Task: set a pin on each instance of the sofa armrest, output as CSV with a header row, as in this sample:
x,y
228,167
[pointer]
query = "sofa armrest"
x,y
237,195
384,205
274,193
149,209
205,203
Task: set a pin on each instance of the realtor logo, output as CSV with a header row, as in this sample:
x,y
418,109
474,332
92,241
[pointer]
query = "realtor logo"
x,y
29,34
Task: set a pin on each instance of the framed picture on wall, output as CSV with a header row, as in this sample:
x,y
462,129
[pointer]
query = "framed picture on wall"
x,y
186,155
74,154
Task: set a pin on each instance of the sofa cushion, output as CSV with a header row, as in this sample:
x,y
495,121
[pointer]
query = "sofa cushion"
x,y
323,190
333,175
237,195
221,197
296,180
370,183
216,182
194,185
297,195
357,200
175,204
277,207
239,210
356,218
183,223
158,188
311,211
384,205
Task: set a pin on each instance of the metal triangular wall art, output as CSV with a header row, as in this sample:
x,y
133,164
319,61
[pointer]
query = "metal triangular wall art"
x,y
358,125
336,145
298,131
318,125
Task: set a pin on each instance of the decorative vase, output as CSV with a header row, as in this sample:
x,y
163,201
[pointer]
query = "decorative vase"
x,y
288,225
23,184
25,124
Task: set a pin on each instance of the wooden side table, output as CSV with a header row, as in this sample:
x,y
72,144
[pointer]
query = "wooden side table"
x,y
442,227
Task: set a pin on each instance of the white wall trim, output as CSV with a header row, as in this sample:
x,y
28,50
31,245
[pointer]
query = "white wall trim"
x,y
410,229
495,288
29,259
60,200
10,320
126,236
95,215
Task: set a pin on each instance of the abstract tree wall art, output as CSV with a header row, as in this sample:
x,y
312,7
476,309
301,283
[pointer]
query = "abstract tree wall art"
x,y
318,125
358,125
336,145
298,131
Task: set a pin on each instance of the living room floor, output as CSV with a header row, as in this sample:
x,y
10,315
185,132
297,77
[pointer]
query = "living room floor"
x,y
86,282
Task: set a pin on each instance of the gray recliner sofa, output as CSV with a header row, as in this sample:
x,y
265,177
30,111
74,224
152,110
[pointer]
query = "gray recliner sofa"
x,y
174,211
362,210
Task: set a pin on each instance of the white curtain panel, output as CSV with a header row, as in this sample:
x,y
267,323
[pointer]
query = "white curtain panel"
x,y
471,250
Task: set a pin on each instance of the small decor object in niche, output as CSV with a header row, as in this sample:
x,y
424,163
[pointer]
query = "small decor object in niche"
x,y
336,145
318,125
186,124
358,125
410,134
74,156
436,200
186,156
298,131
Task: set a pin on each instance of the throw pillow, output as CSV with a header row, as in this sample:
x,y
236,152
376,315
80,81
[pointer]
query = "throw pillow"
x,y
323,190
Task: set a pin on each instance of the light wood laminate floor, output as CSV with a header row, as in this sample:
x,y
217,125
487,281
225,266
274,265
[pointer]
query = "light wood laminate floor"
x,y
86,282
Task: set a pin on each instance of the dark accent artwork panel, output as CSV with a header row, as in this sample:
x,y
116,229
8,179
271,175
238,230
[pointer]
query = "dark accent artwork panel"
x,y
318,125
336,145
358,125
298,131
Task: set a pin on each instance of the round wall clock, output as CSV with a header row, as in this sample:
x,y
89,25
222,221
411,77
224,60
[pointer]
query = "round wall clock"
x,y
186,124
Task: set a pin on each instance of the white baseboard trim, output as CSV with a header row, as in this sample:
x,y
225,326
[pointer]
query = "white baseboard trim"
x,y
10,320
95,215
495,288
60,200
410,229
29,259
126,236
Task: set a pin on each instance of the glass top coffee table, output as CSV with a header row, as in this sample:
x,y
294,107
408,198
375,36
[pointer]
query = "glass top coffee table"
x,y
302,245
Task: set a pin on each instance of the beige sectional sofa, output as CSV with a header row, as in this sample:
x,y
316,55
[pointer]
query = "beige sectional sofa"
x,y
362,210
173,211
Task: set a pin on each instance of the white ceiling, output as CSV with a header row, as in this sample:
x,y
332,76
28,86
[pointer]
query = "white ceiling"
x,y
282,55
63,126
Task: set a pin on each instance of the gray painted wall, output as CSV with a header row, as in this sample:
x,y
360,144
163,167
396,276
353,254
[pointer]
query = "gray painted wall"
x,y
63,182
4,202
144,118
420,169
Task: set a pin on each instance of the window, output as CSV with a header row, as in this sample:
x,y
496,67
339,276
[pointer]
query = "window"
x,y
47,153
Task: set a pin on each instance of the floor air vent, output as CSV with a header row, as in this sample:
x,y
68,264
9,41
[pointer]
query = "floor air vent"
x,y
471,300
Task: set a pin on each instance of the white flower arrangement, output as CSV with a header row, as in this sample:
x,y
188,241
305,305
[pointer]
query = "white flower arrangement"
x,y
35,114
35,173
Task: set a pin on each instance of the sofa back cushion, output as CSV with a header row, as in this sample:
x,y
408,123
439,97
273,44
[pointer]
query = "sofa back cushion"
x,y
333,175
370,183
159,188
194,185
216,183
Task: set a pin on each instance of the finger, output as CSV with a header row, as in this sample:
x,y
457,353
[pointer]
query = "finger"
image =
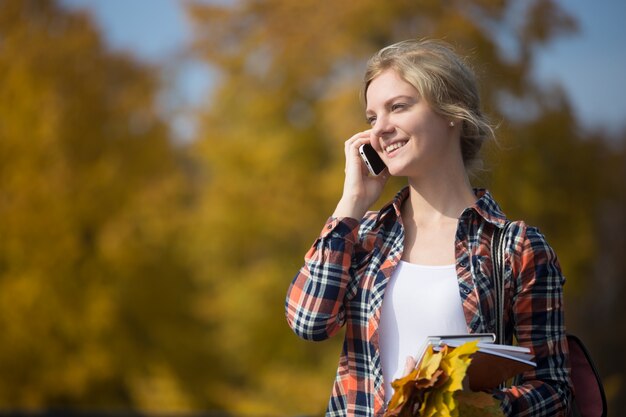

ACTIVITY — Please filter the entries for the word "finger" and copy the lines that have it.

TASK OUTPUT —
Task: set a pin on each instance of the finger, output as CSV with a header row, as in this sample:
query = "finger"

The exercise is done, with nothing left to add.